=== Data for this task ===
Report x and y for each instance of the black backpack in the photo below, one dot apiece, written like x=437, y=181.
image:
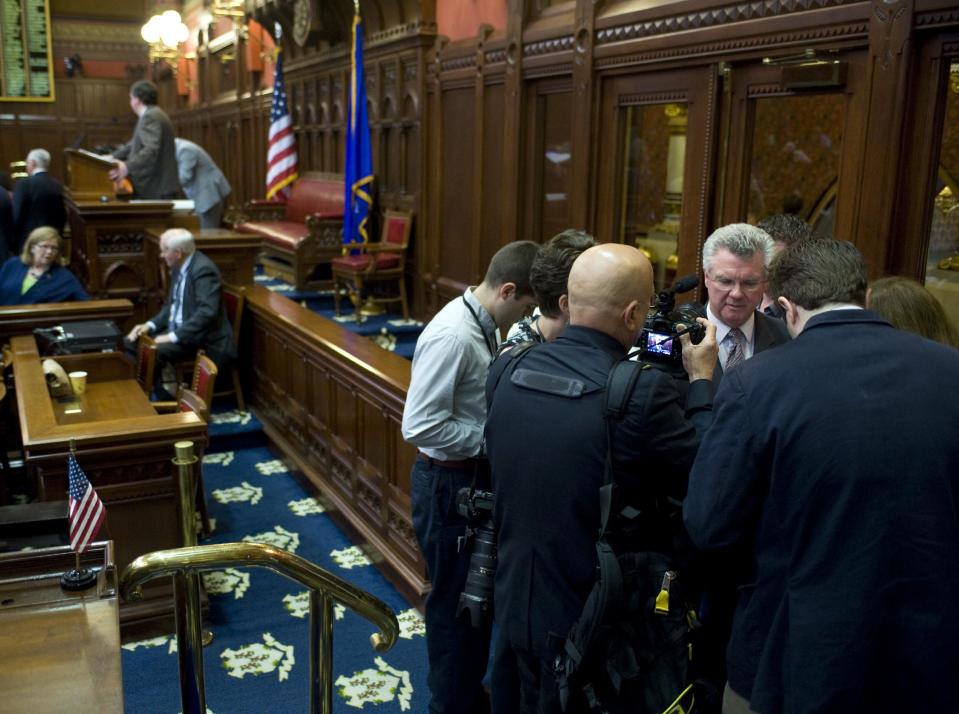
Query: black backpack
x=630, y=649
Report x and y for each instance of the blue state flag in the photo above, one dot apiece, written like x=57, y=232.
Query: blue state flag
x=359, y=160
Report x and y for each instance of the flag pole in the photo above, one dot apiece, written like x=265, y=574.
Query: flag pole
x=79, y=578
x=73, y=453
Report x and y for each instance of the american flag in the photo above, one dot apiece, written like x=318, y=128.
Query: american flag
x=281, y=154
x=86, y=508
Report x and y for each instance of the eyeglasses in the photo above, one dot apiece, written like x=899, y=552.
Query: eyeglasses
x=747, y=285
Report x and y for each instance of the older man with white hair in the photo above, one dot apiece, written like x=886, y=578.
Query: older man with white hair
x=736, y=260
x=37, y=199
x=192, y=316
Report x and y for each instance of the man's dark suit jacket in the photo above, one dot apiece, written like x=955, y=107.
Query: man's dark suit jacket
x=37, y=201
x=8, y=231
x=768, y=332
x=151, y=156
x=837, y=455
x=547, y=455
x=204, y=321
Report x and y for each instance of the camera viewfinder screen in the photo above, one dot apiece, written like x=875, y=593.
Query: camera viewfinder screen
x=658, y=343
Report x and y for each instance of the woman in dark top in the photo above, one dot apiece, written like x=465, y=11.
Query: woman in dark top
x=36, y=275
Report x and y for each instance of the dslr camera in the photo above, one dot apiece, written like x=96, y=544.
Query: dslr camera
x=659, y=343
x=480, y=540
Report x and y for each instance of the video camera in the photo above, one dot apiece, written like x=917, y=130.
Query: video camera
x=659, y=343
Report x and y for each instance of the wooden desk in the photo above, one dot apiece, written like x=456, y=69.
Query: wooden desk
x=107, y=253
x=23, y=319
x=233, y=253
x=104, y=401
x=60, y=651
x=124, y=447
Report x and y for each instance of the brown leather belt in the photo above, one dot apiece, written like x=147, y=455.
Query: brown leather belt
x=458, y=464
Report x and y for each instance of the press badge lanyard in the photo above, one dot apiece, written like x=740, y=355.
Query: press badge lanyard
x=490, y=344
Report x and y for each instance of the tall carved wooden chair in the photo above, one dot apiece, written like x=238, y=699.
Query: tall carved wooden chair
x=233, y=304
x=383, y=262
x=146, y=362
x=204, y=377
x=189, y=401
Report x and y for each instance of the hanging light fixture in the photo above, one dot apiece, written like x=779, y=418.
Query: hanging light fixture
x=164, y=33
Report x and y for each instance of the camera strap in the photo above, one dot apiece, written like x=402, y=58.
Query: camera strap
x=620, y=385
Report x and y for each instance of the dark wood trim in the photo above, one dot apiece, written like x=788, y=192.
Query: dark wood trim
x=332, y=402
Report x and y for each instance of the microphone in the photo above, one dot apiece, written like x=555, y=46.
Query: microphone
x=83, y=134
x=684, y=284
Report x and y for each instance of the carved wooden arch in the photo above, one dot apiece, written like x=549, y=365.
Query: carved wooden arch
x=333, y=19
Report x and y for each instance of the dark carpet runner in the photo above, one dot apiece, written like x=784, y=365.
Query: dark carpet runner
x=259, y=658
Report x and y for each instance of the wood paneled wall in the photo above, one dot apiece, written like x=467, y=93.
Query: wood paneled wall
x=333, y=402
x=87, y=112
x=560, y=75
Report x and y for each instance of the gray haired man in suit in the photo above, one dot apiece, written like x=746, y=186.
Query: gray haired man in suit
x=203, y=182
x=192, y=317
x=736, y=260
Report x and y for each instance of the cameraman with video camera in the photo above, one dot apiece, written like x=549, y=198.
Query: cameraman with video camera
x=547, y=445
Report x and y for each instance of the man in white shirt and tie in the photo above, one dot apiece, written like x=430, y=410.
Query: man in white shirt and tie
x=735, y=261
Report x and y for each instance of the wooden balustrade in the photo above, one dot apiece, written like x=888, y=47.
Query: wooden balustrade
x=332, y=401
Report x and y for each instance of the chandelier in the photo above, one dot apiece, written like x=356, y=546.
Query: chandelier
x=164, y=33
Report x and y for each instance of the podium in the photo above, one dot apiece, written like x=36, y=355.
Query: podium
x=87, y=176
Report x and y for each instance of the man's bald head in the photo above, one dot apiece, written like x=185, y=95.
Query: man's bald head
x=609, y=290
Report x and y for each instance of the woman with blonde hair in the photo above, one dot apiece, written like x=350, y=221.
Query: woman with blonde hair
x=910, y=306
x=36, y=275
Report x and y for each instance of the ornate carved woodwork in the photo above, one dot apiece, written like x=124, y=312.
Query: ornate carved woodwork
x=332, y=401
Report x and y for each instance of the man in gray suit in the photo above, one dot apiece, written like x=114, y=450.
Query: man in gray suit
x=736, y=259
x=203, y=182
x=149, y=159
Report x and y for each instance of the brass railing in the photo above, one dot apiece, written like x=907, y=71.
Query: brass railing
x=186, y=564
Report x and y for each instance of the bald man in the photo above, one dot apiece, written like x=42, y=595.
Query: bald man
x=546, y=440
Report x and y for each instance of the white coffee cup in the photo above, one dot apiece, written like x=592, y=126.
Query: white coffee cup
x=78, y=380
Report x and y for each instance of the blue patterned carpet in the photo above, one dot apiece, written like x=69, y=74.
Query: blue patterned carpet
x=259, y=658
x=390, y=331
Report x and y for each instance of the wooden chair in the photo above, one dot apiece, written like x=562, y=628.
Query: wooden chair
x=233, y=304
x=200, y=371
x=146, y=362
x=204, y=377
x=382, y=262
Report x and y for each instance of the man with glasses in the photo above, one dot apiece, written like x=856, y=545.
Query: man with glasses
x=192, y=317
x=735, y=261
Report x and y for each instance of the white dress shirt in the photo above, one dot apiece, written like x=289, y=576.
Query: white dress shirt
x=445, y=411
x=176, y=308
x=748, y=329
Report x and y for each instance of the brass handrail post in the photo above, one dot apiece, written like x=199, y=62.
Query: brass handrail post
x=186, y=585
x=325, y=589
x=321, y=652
===
Quote the records above in full, dropping each picture.

# Correct response
Report x and y for each instance of the black backpack in the photo below, one dot apiece, written like x=437, y=181.
image:
Query: black backpack
x=630, y=649
Report x and y for each instance of the blue state flag in the photo above, one dot apiece, written like x=57, y=232.
Query: blue state flag
x=359, y=160
Report x and y for each instance of the flag pole in the photo above, one dot apiece, written like x=265, y=574.
Query: flag pole
x=79, y=578
x=73, y=453
Report x and y for each instance of the american flag in the photo above, one dot apiece, written like x=318, y=128.
Query: american flag
x=281, y=154
x=86, y=508
Report x and y for each instance of the eyeglasses in the photo above, one dot apiece, written like x=899, y=552.
Query: eyeglasses
x=747, y=285
Report x and y for each instance of the older man with white hair in the photo above, one dot apiece, written like x=886, y=578.
Query: older man with white hair
x=736, y=260
x=37, y=199
x=192, y=316
Report x and y for each instance of the man's dark suit jacket in the photo above, one dot apiece, written like x=955, y=107.
Query: man's dark suit jacket
x=37, y=201
x=8, y=231
x=768, y=332
x=151, y=156
x=837, y=455
x=547, y=455
x=204, y=321
Report x and y for each instance of the camera viewfinder screen in the photo above, one dot apiece, written like x=875, y=593.
Query: camera viewfinder screen
x=658, y=343
Report x and y for each instance of the woman in dark top in the photo above, one dot apiece, written like x=465, y=11.
Query: woman in dark top
x=36, y=275
Report x and y for each instance of the dslr camera in the photo above, one dot apiece, written like x=96, y=544.
Query: dslr camera
x=659, y=343
x=480, y=540
Report x and y for each instance of the video camera in the photo above, one dot apiece, written like x=917, y=130.
Query: video camera
x=659, y=343
Report x and y for each instance of the wooden desk in the photo above, one dot apiece, written like x=456, y=69.
Query: wooden desk
x=107, y=253
x=23, y=319
x=233, y=253
x=104, y=401
x=60, y=651
x=124, y=447
Report x and y for each instance of the brown leather belt in the photo above, one dot apiece, written like x=147, y=455.
Query: brown leather belt
x=458, y=464
Report x and y for each instance of the press badge lanyard in the photo above, one dot apiece, written like x=740, y=355.
Query: press badge lanyard
x=490, y=344
Report x and y for each instance of the tall carved wooden chair in the photo above, one dot apiece, written like x=238, y=699.
Query: tall carved wooden chair
x=233, y=304
x=383, y=262
x=146, y=362
x=204, y=377
x=189, y=401
Report x and y for each instance of the hanging light fixture in the photo above, one dot apiece, written like x=779, y=418.
Query: hanging light fixture
x=164, y=33
Report x and y for each instance of the camera strap in the photo above, one dot apiece, written like x=402, y=58.
Query: camera strap
x=620, y=385
Report x and y for each instance of the dark wood trim in the photo above, one dot apiece, written like x=788, y=192.
Query: dark wood trim
x=332, y=402
Report x and y for each instance of the microphone in the photo above, one dot apiece, written like x=555, y=46.
Query: microphone
x=83, y=134
x=684, y=284
Report x and y for each instance of the carved wooden arch in the photo above, one dot apiece, written like x=549, y=365.
Query: carved wooden arch
x=333, y=19
Report x and y for each instance of the dark carpet runner in the photo above, one dot apiece, written like x=784, y=365.
Query: dark carpet runner
x=259, y=658
Report x and y for each instance of the wood paneled wall in the photo above, one dot apiece, written like x=467, y=93.
Query: wood paneled wall
x=333, y=402
x=87, y=112
x=560, y=75
Report x and y for each instance of the gray haired man in suit in the photo above, one dot apiece, written like x=746, y=186.
Query: gray haired man in suit
x=203, y=182
x=192, y=317
x=736, y=260
Report x and y for each instance of the cameraman with video camera in the photo above, one dot apiece, written like x=549, y=198.
Query: cameraman with video camera
x=547, y=445
Report x and y for each instance of the man in white shirt and tie in the photo above, one dot apiece, written like x=430, y=410.
Query: man in white shirt and tie
x=735, y=261
Report x and y for each instance of the wooden balustrade in the photo above, one dot apiece, written like x=888, y=47.
Query: wooden balustrade
x=332, y=401
Report x and y for each instance of the chandelier in the photo above, one dot apiece, written like x=356, y=546.
Query: chandelier
x=164, y=33
Report x and y for each instance of the podium in the photo above, one dot apiece, written like x=36, y=355.
Query: podium
x=87, y=176
Report x and y for each instance of the man's bald head in the photo above, one dot apiece, written like x=185, y=95.
Query: man's bald head
x=609, y=290
Report x and y for each instance of the woman with blonde hair in the photo above, one dot apiece, written like x=350, y=221.
Query: woman with blonde hair
x=910, y=306
x=36, y=275
Report x and y for each instance of the ornate carved woodwork in the photo above, one dot apiece, written like x=124, y=312.
Query: ornate carved woodwork
x=332, y=401
Report x and y for each instance of the man in gray suit in the photo above, one dot apiece, written like x=114, y=450.
Query: man in gray suit
x=736, y=259
x=203, y=182
x=149, y=159
Report x and y for each instance of the brass railing in the photo above, one dot apiece, written like x=907, y=71.
Query: brass railing
x=186, y=564
Report x and y for each instance of the bald man in the photo above, one dot apiece, written like x=42, y=595.
Query: bald man
x=546, y=440
Report x and y for each instance of the white coffee cup in the photo above, one dot apiece, written like x=592, y=126.
Query: white coffee cup
x=78, y=380
Report x and y for each instance of the blue patterned carpet in the photo above, one dot apiece, written like x=69, y=74.
Query: blue patterned carpet
x=259, y=658
x=390, y=331
Report x and y for each instance of the wooden chair in the photo above, one dot apiece, written like x=562, y=628.
Query: wooden chair
x=233, y=304
x=200, y=371
x=146, y=362
x=204, y=377
x=382, y=262
Report x and y for each instance of the man with glasses in the photo above, one dot apiece, written like x=856, y=545.
Query: man with glasses
x=192, y=317
x=735, y=261
Report x and y for each instance of the white dress shirt in the photo above, one dot apiece, written like x=289, y=576.
Query: white dress shirt
x=445, y=411
x=176, y=308
x=748, y=329
Report x and y for each instance of the brass handrail post in the photo above, one dot apiece, written like x=199, y=62.
Query: brass handrail post
x=186, y=585
x=325, y=589
x=321, y=652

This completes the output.